**Brano da leggere**

----

Con l'uscita di Forever Howlong è finalmente terminata la lunga traversata del deserto che i Black Country, New Road hanno intrapreso all'indomani della dipartita di Isaac Wood, nel tentativo di reinventarsi e conquistare una nuova identità, pur privi di un elemento così importante.
La decisione di cancellare quanto fatto fino a quel momento e di ripartire da zero, potrà non avere convinto troppo in un primo momento, ma sulla lunga distanza si è rivelata vincente: il collettivo britannico oggi è probabilmente meno interessante rispetto agli esordi, ma è comunque stato in grado di ritrovare una nuova unità e di valorizzare i contributi di tutti i suoi membri, in una libera interazione che a partire dal linguaggio del Folk ha incorporato anche altre influenze, alla ricerca di un'impronta sonora il più possibile personale.
Piano piano, data dopo data, sono cresciuti anche dal vivo: l'ultima volta che li ho visti, lo scorso giugno a Dublino, mi sono sembrati decisamente più a loro agio sul palco, nonché maggiormente coscienti dei propri mezzi.
Dopo l'uscita del disco, di fatto il primo dopo il cambio di line up (Live at the Bush Hall essendo solo una raccolta di inediti portati in giro nel tour precedente) avevano già suonato dalle nostre parti ma in posti logisticamente difficili per me da raggiungere. Adesso tornano a Milano e ovviamente non si poteva mancare, nonostante la venue prescelta, i Magazzini Generali, non sia esattamente delle più allettanti. Per fortuna entro nel momento stesso in cui viene aperta la balconata superiore, per cui riesco a posizionarmi comodamente fronte palco, senza il problema della calca e della scarsa visibilità che notoriamente affligge questo posto.
Segnatevi il nome Westside Cowboy perché tra qualche mese, se tutto andrà come deve andare, saranno sulla bocca di tutti: il quartetto di Manchester ha all'attivo un EP, This Better Be Something Great, uscito ad agosto, e ne pubblicherà un altro a gennaio, intitolato So Much Country 'Till We Get Home.

----

[Record di riquadri etichettati]
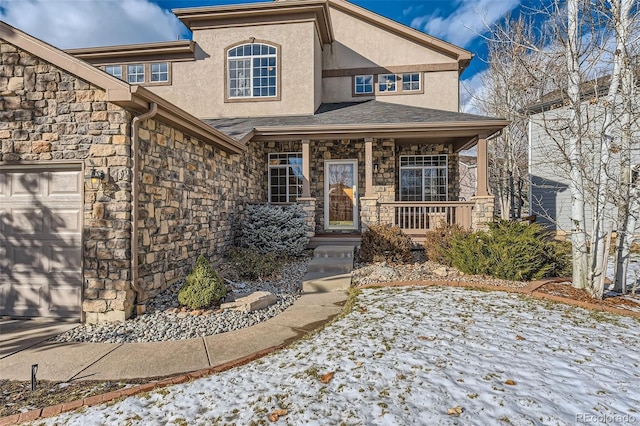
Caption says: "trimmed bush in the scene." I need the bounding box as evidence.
[423,224,471,266]
[178,255,227,309]
[240,204,309,257]
[447,220,571,281]
[227,247,282,280]
[360,225,411,262]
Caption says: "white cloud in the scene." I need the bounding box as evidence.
[411,0,520,46]
[0,0,186,49]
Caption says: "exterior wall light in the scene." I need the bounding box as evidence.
[89,168,105,189]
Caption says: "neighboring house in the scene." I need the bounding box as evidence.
[0,0,507,322]
[529,77,640,235]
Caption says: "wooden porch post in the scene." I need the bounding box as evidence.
[364,138,373,197]
[302,139,311,198]
[476,139,489,197]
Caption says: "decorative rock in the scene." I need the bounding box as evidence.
[220,291,278,312]
[433,266,449,278]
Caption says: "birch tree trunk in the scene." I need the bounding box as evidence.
[609,0,640,293]
[565,0,591,289]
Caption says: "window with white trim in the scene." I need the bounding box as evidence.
[402,72,421,92]
[354,74,373,95]
[400,154,448,201]
[150,62,169,83]
[104,65,122,80]
[269,152,302,203]
[227,43,278,98]
[127,64,144,83]
[378,74,396,93]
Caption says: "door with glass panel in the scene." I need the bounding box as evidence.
[324,160,358,229]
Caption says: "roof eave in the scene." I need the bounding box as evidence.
[250,120,509,143]
[127,86,247,154]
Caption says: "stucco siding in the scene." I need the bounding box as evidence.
[149,22,321,118]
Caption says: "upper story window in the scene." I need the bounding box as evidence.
[402,72,421,92]
[103,62,171,85]
[400,155,448,201]
[353,72,423,95]
[354,74,373,95]
[227,43,278,99]
[151,62,169,83]
[269,152,302,203]
[104,65,122,80]
[378,74,396,93]
[127,64,144,83]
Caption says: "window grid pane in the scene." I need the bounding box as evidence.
[104,65,122,80]
[127,64,144,83]
[151,62,169,82]
[227,44,277,98]
[269,152,302,203]
[355,75,373,94]
[378,74,396,92]
[400,155,448,201]
[402,73,420,92]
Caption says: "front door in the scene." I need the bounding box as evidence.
[324,160,358,230]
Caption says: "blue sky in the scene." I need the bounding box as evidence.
[0,0,524,110]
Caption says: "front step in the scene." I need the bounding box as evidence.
[313,245,354,259]
[302,272,351,293]
[307,257,353,274]
[302,245,355,293]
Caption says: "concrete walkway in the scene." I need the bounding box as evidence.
[0,291,347,382]
[302,245,355,293]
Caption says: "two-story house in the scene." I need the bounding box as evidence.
[0,0,507,321]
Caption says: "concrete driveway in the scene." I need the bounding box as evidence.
[0,319,80,359]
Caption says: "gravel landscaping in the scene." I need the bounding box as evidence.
[55,257,309,343]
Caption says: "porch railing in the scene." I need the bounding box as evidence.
[379,201,475,235]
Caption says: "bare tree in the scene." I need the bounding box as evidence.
[483,0,638,298]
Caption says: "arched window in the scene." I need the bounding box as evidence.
[227,43,278,98]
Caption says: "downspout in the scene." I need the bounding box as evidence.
[131,102,158,314]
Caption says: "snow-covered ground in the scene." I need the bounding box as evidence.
[37,287,640,426]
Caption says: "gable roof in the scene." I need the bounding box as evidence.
[172,0,334,44]
[0,21,244,153]
[327,0,473,72]
[203,100,509,149]
[65,40,196,65]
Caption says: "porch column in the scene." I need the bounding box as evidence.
[364,138,373,197]
[476,139,489,197]
[302,139,311,198]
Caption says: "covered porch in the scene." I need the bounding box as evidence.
[209,101,508,240]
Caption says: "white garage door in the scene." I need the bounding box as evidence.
[0,165,83,318]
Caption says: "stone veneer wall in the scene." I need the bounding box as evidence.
[138,120,266,296]
[0,40,132,322]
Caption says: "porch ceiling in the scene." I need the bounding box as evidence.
[203,100,509,145]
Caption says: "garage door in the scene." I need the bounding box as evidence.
[0,166,83,319]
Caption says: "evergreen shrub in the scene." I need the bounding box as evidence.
[178,255,227,309]
[360,225,412,262]
[240,204,309,257]
[227,247,282,280]
[447,220,571,281]
[423,224,471,266]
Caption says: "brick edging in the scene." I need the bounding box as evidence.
[0,344,287,426]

----

**Esercizi**
1. Trascriva dalla recensione l'intero passo che parte da "La decisione di" e arriva fino a "dei propri mezzi.".
2. Elenchi tutti i titoli di dischi, raccolte ed EP citati nella recensione.
Per rispondere si basi esclusivamente sulla recensione.

**Soluzioni punto per punto**
1.
La decisione di cancellare quanto fatto fino a quel momento e di ripartire da zero, potrà non avere convinto troppo in un primo momento, ma sulla lunga distanza si è rivelata vincente: il collettivo britannico oggi è probabilmente meno interessante rispetto agli esordi, ma è comunque stato in grado di ritrovare una nuova unità e di valorizzare i contributi di tutti i suoi membri, in una libera interazione che a partire dal linguaggio del Folk ha incorporato anche altre influenze, alla ricerca di un'impronta sonora il più possibile personale.
Piano piano, data dopo data, sono cresciuti anche dal vivo: l'ultima volta che li ho visti, lo scorso giugno a Dublino, mi sono sembrati decisamente più a loro agio sul palco, nonché maggiormente coscienti dei propri mezzi.

2.
- Forever Howlong
- Live at the Bush Hall
- This Better Be Something Great
- So Much Country 'Till We Get Home